Task
Quote each line exactly, from the line that contains "Mark the wooden" down to the last line of the listing, and no other lines.

Information provided
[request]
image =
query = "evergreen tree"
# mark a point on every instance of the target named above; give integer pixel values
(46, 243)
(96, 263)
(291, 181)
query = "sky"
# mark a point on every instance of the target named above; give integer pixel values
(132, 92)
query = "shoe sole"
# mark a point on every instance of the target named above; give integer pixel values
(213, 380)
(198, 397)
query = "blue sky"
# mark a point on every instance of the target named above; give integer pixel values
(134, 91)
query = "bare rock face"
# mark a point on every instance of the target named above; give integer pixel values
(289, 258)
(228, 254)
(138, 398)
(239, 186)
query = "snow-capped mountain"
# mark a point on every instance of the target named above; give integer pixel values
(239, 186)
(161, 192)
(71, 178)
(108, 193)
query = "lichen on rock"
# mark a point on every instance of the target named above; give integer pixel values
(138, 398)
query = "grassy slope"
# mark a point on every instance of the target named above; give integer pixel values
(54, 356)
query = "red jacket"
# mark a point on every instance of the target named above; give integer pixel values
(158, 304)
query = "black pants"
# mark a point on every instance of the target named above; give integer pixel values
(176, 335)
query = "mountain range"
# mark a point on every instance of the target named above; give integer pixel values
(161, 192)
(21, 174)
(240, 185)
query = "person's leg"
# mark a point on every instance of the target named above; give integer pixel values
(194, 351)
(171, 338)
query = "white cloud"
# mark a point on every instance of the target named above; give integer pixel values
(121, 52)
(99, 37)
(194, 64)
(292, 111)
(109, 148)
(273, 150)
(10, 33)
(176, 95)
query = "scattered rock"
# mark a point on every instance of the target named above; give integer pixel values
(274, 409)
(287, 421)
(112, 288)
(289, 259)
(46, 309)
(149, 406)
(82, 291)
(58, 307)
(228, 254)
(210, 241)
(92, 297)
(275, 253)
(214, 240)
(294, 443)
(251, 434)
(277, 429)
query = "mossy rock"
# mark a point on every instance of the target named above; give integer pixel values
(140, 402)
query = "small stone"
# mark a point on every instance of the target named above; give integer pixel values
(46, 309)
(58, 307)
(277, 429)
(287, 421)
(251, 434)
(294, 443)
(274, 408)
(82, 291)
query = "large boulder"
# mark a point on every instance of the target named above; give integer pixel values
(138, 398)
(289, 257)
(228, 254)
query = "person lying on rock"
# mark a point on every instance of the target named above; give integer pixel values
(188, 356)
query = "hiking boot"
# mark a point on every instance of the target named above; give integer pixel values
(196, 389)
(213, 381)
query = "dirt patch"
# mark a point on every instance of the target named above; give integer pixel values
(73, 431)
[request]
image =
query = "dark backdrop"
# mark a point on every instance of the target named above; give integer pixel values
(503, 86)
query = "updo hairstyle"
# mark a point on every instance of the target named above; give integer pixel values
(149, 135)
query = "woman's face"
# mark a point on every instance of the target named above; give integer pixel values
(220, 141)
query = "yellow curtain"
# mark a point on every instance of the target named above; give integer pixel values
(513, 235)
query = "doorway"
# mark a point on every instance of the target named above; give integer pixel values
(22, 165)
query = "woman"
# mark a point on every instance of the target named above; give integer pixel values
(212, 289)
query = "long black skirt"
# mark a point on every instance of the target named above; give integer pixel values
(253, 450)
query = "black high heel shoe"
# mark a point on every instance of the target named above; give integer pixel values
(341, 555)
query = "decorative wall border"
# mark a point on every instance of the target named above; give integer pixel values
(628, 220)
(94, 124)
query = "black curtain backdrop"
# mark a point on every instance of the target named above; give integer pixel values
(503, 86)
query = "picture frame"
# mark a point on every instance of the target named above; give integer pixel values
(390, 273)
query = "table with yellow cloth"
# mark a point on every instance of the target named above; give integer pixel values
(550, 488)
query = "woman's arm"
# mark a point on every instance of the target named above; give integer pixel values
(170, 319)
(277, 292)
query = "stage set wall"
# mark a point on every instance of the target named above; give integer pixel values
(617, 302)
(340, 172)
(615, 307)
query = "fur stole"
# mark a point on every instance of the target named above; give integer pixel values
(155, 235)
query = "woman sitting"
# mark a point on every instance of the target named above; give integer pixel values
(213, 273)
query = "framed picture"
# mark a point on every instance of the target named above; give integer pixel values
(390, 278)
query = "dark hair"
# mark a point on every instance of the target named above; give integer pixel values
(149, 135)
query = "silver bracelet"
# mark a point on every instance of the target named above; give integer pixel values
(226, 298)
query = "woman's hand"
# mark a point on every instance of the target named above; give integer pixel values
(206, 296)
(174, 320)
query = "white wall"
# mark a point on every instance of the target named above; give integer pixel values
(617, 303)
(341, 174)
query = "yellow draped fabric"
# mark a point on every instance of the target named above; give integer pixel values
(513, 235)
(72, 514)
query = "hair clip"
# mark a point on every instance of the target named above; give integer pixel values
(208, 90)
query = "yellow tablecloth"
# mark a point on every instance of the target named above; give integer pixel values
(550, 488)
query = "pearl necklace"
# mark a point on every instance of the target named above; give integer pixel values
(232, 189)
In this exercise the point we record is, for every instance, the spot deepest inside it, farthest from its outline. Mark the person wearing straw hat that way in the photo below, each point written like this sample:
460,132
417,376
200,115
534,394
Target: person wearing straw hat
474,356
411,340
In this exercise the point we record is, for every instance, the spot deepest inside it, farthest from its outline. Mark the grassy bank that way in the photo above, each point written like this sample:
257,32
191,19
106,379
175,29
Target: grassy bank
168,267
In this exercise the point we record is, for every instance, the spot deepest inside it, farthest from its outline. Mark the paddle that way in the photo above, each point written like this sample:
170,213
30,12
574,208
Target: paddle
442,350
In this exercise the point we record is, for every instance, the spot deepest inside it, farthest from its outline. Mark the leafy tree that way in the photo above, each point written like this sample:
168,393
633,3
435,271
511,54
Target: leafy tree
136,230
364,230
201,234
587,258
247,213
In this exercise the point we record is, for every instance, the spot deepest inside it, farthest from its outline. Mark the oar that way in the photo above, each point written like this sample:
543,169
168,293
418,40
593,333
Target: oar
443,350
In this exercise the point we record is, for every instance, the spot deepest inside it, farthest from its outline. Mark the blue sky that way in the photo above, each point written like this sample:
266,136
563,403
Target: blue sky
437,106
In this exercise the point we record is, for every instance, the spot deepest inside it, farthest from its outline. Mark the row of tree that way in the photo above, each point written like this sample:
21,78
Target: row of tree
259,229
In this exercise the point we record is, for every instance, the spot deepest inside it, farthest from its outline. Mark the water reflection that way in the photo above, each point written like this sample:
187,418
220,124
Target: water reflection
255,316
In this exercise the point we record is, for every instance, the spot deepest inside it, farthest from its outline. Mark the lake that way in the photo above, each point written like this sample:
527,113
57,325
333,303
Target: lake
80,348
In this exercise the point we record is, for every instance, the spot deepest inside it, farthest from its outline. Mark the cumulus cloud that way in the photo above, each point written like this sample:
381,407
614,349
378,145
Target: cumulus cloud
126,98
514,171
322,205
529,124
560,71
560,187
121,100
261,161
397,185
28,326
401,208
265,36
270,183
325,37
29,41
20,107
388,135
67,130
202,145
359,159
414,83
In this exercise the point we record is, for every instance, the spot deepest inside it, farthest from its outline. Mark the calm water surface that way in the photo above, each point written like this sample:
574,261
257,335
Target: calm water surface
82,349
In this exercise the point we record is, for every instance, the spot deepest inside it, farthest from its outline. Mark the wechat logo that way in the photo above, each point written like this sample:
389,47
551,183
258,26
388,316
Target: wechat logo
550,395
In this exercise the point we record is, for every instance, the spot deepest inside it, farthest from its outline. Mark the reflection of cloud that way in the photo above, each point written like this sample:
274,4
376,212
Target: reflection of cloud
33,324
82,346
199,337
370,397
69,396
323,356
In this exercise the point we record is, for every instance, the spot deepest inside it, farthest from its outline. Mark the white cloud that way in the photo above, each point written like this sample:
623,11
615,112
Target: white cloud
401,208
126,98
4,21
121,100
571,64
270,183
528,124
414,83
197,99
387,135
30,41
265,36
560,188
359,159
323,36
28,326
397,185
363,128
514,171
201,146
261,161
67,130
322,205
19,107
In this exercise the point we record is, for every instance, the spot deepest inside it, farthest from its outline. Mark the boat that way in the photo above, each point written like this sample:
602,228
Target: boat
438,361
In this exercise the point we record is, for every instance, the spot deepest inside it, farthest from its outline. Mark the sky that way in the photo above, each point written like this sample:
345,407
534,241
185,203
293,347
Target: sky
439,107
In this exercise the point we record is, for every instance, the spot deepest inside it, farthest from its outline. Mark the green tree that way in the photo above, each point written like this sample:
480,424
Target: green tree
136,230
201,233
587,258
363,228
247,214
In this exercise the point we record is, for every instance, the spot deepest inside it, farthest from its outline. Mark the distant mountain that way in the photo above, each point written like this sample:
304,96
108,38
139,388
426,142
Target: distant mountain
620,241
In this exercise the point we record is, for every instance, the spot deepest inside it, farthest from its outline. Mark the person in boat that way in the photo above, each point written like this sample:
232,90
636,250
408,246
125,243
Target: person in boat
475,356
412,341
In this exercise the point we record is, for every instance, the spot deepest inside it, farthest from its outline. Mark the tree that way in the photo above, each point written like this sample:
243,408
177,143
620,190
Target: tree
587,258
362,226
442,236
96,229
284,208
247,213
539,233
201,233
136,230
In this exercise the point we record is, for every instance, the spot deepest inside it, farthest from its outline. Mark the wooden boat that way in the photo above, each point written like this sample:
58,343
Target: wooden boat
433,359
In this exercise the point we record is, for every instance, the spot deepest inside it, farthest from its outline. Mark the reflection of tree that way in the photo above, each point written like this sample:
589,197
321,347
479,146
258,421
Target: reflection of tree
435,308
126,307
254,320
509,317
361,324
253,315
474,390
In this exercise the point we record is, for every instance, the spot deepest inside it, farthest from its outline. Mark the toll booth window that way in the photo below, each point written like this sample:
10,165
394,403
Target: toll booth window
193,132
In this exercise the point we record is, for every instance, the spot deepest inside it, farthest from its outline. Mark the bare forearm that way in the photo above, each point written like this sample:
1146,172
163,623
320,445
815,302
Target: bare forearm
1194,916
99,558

In response
In this exercise the point we record is, for every instance, the spot deepest inside it, farthest from its outline. Mark the wooden boat that way in the photo above, each point written like this sample:
58,343
Target: wooden boat
433,359
In this exercise the point we record is, for every instance, the spot deepest inside it, farthest from its outline. Mark the reflection of tree that way in the photo above, each point written like this sample:
589,197
321,347
479,146
258,421
Target: reflection of tree
435,308
126,307
254,320
509,317
361,324
253,315
474,390
In this exercise the point we record is, for every instance, the spot deepest inside it, farthest from its outline. Mark the toll booth window that way in the photo below, each point written like this sample:
10,165
394,403
Target: toll booth window
193,132
In this exercise the point we record is, for every instance, the spot deepest inside it, farthest from its outline. Mark the bare forearm that way in the photo above, each point written like this sample:
1146,172
163,623
320,445
815,302
Target: bare forearm
1194,916
99,558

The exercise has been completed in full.